**DATASET EXCERPTS**

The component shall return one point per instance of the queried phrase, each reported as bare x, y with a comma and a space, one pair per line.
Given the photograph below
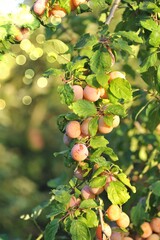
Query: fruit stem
112, 12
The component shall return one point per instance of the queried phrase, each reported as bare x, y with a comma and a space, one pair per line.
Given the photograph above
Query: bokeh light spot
42, 82
29, 73
20, 59
2, 104
26, 100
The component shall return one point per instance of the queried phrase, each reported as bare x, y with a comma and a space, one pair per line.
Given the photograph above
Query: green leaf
153, 114
93, 126
138, 214
84, 108
116, 109
97, 182
56, 209
121, 89
149, 24
66, 94
117, 193
89, 203
108, 120
51, 230
92, 219
86, 40
102, 79
92, 81
57, 49
98, 141
154, 38
53, 72
120, 45
79, 231
132, 36
123, 178
61, 195
155, 187
100, 61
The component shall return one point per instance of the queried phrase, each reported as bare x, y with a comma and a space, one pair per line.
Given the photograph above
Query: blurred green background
29, 106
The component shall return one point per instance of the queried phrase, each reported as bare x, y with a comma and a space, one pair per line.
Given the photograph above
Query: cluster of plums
55, 10
77, 130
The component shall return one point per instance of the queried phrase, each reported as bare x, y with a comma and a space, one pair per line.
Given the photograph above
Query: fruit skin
73, 129
78, 2
85, 126
39, 7
79, 152
113, 212
107, 229
102, 127
78, 92
155, 225
58, 12
86, 193
116, 121
153, 236
116, 74
123, 221
146, 228
116, 236
91, 94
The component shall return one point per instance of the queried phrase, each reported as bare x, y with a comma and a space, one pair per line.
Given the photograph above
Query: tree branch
112, 12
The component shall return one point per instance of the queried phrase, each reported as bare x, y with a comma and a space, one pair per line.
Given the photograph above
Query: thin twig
113, 9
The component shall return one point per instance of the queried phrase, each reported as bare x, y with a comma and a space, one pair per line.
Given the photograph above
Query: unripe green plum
78, 92
123, 221
79, 152
153, 236
155, 225
91, 94
73, 129
86, 193
147, 230
113, 212
116, 121
102, 127
85, 126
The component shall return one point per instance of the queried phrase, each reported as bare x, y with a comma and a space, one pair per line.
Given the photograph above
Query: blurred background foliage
29, 106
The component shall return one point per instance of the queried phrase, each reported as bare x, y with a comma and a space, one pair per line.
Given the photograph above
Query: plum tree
91, 94
123, 221
116, 121
78, 2
97, 190
116, 74
79, 152
153, 236
58, 12
39, 7
86, 193
113, 212
147, 230
85, 126
102, 127
155, 225
73, 129
78, 92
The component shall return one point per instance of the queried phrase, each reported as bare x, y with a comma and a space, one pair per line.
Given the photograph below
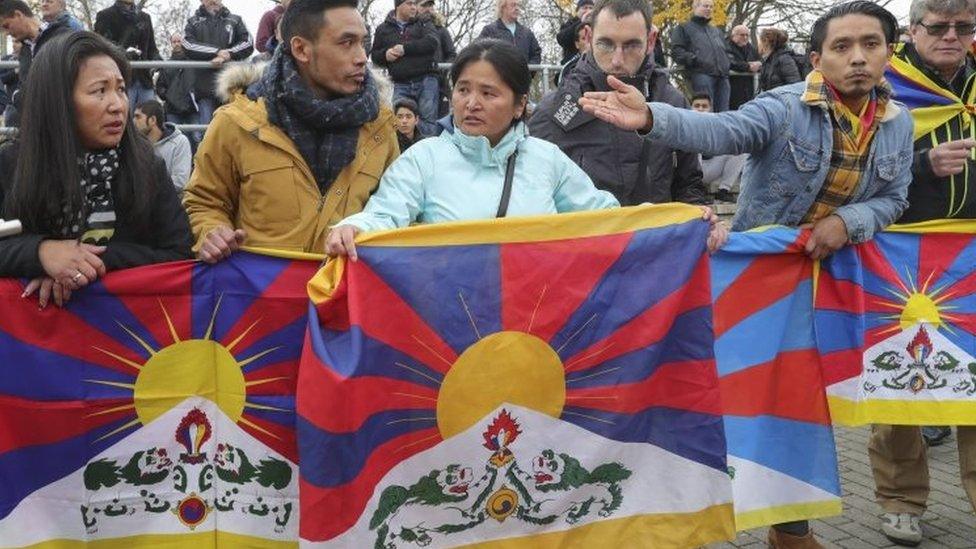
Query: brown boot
779, 540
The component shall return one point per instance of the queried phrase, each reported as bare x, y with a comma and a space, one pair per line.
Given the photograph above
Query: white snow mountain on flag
190, 470
918, 363
519, 472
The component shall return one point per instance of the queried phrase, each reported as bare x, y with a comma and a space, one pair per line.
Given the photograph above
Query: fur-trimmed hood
238, 77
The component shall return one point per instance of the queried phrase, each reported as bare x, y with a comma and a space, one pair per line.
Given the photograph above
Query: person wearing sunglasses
936, 76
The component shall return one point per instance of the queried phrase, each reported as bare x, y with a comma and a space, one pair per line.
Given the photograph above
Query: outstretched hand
624, 107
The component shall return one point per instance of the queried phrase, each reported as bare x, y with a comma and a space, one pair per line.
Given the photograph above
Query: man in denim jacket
833, 153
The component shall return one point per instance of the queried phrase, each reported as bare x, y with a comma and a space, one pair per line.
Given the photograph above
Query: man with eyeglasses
634, 169
935, 76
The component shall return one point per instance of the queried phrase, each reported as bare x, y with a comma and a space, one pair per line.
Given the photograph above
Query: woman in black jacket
90, 193
778, 68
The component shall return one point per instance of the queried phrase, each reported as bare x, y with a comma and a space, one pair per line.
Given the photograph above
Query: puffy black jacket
778, 70
523, 39
176, 88
613, 157
166, 237
699, 47
420, 48
206, 34
566, 38
130, 28
742, 88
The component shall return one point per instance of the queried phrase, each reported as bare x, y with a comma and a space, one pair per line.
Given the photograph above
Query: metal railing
547, 72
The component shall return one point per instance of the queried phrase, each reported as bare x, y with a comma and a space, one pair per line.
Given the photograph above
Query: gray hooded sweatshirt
174, 149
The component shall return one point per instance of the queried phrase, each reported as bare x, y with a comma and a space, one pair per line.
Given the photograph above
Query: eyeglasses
940, 29
630, 48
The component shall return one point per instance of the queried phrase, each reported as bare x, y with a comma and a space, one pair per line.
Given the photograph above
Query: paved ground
948, 523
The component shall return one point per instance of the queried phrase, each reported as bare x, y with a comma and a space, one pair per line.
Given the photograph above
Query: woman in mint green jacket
460, 175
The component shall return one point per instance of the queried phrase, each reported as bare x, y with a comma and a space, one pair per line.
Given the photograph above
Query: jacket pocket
797, 165
269, 202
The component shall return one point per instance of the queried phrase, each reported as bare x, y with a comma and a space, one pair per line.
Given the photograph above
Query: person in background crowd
297, 148
407, 115
905, 37
176, 87
9, 81
660, 60
832, 154
582, 47
168, 141
90, 193
485, 148
720, 171
779, 67
743, 58
407, 46
265, 41
445, 53
939, 57
18, 21
508, 28
51, 10
131, 29
569, 31
213, 34
699, 47
633, 168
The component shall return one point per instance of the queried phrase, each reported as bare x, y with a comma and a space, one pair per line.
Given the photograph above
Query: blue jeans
139, 94
426, 92
714, 86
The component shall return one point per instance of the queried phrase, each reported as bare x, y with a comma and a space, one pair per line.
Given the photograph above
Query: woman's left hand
719, 233
46, 288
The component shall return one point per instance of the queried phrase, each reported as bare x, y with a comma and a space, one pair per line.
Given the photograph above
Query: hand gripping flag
157, 409
780, 441
896, 325
534, 382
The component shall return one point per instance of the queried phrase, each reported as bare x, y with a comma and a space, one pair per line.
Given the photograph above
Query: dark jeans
426, 92
716, 87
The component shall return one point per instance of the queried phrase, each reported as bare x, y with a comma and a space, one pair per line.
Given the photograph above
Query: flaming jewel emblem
502, 432
920, 347
194, 430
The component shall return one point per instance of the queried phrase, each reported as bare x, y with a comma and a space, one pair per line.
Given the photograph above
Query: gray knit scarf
326, 132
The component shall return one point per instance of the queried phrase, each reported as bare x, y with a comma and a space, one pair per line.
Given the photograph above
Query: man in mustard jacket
297, 150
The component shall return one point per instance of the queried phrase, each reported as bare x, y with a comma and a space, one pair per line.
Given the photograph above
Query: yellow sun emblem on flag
917, 305
187, 368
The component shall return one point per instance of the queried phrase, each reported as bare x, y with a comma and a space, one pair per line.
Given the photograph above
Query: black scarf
326, 132
95, 222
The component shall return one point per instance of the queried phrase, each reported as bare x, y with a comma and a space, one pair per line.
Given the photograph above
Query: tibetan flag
156, 409
780, 441
528, 382
896, 325
931, 104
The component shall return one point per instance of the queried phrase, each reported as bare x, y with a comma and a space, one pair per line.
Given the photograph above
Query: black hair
305, 18
623, 8
8, 7
153, 109
47, 177
507, 61
889, 24
406, 103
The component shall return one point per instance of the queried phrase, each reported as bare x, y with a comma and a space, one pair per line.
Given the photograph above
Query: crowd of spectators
308, 151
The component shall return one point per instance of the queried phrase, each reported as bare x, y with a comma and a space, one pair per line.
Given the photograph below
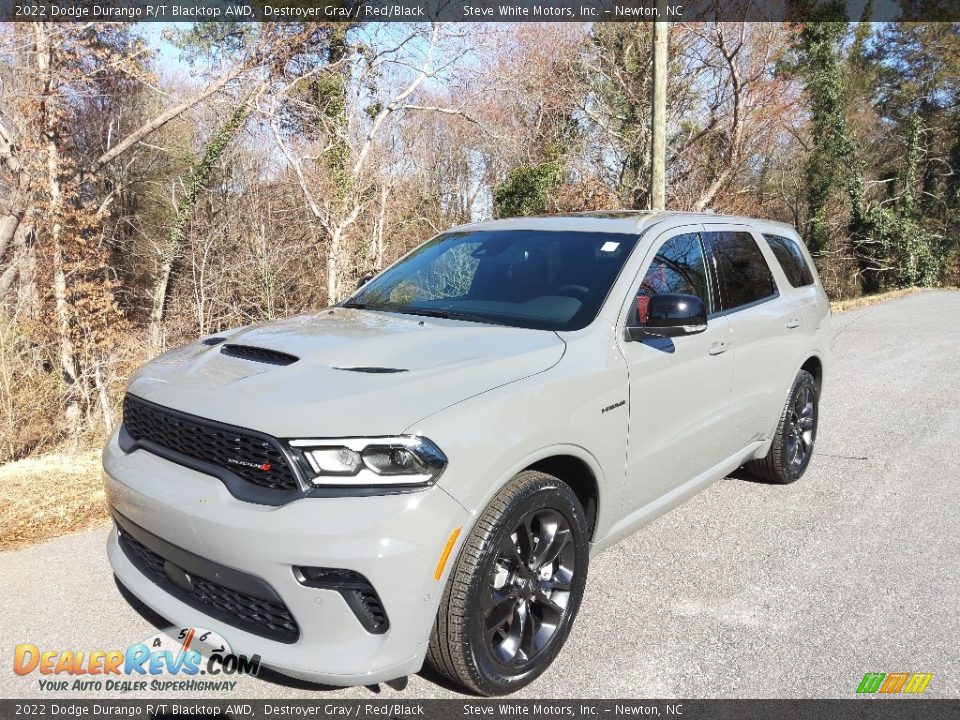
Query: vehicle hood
442, 363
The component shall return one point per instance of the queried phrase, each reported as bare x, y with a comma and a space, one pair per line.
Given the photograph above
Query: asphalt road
747, 590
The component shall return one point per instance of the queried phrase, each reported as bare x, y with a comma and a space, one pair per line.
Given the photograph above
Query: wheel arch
576, 473
814, 365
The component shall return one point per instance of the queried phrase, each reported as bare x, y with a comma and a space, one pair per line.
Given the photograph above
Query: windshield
525, 278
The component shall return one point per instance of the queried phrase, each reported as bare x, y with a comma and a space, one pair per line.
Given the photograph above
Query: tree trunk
333, 266
199, 177
48, 110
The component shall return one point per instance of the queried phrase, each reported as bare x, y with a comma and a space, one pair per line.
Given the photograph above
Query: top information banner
382, 11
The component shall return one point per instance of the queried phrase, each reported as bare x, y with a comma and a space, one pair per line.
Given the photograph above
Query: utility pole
658, 123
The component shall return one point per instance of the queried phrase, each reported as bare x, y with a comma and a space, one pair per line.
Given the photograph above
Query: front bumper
395, 541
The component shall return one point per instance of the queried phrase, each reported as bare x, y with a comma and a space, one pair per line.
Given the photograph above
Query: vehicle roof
617, 221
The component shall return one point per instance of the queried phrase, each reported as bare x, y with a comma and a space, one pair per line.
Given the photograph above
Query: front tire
792, 446
515, 589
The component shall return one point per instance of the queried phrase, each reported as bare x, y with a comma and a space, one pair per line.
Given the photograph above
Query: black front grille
265, 355
257, 616
255, 459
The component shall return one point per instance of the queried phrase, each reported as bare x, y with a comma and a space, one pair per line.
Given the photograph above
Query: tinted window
744, 274
678, 267
791, 259
526, 278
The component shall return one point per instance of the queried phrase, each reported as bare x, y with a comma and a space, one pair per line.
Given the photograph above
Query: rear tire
796, 434
515, 589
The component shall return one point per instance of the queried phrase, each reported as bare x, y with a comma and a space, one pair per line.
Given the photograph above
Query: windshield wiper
426, 312
445, 314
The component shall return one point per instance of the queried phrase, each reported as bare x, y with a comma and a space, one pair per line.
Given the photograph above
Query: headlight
402, 460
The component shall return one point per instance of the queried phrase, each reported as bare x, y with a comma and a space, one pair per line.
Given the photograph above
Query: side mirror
668, 315
364, 279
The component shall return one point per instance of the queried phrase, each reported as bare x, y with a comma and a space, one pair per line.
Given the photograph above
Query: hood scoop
264, 355
374, 370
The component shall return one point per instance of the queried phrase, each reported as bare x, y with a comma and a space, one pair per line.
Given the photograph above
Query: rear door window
745, 277
678, 267
791, 259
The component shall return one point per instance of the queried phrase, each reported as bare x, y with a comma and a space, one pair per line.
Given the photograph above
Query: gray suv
423, 471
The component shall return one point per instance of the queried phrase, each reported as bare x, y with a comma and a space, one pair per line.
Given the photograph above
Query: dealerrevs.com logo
181, 653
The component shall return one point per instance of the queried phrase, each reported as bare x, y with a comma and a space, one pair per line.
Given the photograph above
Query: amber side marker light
446, 553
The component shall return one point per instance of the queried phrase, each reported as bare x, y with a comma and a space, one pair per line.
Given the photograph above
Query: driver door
679, 387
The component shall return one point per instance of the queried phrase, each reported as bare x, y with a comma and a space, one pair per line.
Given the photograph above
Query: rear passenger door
763, 349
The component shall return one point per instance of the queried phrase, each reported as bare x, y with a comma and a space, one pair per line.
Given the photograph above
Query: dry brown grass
49, 496
839, 306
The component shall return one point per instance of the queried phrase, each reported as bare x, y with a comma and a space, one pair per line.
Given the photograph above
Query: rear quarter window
791, 259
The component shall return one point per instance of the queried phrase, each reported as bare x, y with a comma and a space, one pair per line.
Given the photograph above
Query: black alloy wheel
515, 588
796, 433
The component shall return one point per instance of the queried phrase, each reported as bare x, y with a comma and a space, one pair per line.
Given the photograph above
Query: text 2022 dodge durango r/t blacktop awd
423, 471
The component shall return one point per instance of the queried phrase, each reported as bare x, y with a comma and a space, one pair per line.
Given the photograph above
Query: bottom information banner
881, 708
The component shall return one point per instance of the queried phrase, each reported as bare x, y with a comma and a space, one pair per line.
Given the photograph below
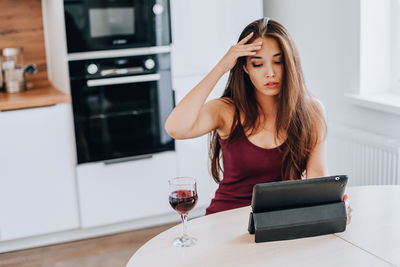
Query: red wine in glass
183, 200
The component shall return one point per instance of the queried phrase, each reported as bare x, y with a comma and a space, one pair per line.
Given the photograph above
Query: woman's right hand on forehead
241, 49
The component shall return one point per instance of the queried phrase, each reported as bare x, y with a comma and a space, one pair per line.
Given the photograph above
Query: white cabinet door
37, 172
202, 31
125, 191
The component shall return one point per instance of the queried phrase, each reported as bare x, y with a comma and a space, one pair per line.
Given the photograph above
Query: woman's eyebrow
258, 57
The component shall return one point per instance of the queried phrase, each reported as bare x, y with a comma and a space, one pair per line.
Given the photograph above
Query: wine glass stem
184, 222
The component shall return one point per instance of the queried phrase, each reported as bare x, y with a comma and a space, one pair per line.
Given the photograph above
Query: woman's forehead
269, 47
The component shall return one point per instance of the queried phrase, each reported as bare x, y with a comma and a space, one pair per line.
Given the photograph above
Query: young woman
266, 126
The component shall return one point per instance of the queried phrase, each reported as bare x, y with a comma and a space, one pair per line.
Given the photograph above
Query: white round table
372, 239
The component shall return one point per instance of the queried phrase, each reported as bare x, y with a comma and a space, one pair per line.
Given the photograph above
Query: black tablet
298, 193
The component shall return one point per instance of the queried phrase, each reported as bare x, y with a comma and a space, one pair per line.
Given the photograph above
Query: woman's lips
271, 84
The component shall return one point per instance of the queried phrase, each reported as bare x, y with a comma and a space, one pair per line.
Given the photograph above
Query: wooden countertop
42, 94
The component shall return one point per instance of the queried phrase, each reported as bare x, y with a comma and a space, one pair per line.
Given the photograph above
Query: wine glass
183, 198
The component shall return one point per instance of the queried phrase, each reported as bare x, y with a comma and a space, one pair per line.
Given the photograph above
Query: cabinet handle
139, 157
122, 80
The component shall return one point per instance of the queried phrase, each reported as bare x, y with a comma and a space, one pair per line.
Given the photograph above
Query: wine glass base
184, 241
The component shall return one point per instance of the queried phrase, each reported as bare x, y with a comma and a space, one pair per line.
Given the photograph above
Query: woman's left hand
349, 210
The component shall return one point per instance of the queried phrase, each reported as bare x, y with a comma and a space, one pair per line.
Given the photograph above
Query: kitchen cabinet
124, 191
37, 172
203, 31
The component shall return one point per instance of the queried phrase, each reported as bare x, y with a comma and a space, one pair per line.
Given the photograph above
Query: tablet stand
298, 222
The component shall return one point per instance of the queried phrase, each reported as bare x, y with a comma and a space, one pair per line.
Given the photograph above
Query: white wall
327, 34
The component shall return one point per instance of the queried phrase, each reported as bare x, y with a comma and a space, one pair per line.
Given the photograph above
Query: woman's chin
268, 91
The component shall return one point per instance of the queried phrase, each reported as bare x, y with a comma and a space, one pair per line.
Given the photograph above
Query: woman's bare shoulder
226, 109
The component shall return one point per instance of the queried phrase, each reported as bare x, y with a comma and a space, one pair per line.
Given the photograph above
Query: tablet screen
298, 193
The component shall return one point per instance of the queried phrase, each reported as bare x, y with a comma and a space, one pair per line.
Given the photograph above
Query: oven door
93, 25
122, 117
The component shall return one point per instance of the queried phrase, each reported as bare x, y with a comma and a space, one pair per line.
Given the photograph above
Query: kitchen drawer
113, 193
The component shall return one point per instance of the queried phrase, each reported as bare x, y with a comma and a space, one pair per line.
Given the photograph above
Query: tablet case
297, 209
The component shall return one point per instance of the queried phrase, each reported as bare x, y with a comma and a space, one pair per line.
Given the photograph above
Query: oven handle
122, 80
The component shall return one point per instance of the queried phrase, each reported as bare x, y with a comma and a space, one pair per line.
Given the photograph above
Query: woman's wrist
219, 70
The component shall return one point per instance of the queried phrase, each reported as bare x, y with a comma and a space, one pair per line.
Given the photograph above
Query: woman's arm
191, 117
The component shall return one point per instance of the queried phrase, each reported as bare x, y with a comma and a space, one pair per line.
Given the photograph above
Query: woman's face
265, 68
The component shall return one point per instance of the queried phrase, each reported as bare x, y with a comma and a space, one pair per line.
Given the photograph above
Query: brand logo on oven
119, 41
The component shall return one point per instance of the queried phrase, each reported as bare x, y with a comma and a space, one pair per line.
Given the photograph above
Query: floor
113, 250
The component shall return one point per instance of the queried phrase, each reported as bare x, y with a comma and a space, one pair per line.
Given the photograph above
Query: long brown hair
299, 116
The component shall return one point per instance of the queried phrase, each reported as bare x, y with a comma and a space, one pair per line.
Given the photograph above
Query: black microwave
93, 25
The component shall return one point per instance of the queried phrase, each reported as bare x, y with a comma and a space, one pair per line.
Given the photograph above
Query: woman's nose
269, 73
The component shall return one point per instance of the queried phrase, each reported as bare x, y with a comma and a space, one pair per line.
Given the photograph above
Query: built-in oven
93, 25
120, 106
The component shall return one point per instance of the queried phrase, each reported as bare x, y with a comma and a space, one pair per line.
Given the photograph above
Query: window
379, 56
395, 49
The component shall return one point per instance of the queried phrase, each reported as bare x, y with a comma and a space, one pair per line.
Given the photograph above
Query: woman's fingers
245, 39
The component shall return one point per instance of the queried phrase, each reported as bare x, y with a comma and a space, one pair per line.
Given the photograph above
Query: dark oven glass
117, 118
112, 24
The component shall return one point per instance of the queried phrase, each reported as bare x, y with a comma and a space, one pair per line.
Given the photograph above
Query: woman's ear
245, 69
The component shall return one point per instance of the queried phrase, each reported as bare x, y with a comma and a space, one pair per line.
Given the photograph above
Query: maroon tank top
245, 165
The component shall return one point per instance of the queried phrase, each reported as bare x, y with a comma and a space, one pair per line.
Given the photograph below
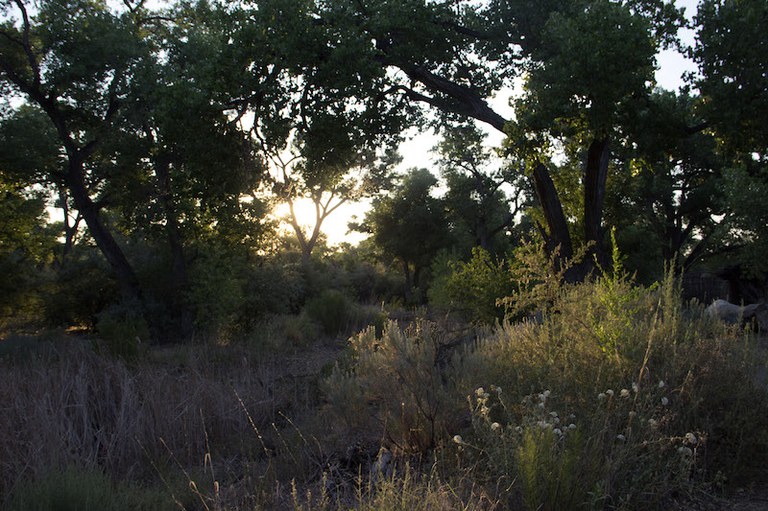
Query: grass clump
75, 488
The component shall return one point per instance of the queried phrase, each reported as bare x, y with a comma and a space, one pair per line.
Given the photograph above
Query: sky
416, 149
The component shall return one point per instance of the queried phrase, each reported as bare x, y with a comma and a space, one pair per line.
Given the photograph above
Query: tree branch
467, 101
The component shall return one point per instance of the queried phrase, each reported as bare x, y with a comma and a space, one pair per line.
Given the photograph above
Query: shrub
123, 330
331, 309
474, 287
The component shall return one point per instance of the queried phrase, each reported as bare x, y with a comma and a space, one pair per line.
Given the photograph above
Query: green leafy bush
475, 287
331, 309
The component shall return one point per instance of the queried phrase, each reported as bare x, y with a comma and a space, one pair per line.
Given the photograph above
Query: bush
123, 331
474, 287
332, 310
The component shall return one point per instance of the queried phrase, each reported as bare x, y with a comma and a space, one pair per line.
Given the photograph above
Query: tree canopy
168, 129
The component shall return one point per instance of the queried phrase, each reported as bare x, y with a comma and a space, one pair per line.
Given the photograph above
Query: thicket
618, 397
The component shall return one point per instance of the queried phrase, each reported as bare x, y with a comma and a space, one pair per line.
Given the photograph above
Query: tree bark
557, 234
179, 272
595, 177
129, 282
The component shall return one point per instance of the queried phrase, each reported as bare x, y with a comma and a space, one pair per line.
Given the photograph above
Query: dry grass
73, 407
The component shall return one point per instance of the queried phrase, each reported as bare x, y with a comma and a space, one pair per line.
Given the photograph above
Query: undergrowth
619, 397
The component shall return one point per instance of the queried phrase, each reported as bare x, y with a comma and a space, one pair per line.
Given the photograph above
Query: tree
72, 59
666, 196
328, 168
409, 226
139, 112
732, 54
476, 199
451, 55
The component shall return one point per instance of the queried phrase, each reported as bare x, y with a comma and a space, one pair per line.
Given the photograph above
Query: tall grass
75, 408
621, 397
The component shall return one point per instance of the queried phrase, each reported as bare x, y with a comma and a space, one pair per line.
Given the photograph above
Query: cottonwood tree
478, 184
583, 62
409, 226
143, 108
73, 60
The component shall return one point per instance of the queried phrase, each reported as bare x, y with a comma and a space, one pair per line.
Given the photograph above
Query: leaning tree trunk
106, 243
558, 238
180, 274
595, 177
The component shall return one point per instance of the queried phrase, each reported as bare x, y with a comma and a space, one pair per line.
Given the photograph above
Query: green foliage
331, 309
475, 287
77, 489
217, 290
410, 227
124, 331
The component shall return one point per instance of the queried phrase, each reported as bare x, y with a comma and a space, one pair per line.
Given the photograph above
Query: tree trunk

**DIRECTIONS FOR THIS TASK**
Repeat each line, unchanged, from the line that contains "Query: leaning tree trunk" to the end of the listing above.

**RESULT OF THIS EXERCISE**
Query: leaning tree trunk
106, 243
558, 238
180, 274
595, 177
The component shall return one point per instance of the queried phrase, each reported as bare x, y with a comma and a space, one pair per line.
Given the photograph above
Query: green foliage
331, 309
475, 287
77, 489
217, 290
410, 227
124, 331
The component shall return one point per instance of the queried phrase, each reported as bare x, y with a comma and a space, one pair per line.
Given the photograph above
Query: tree trunk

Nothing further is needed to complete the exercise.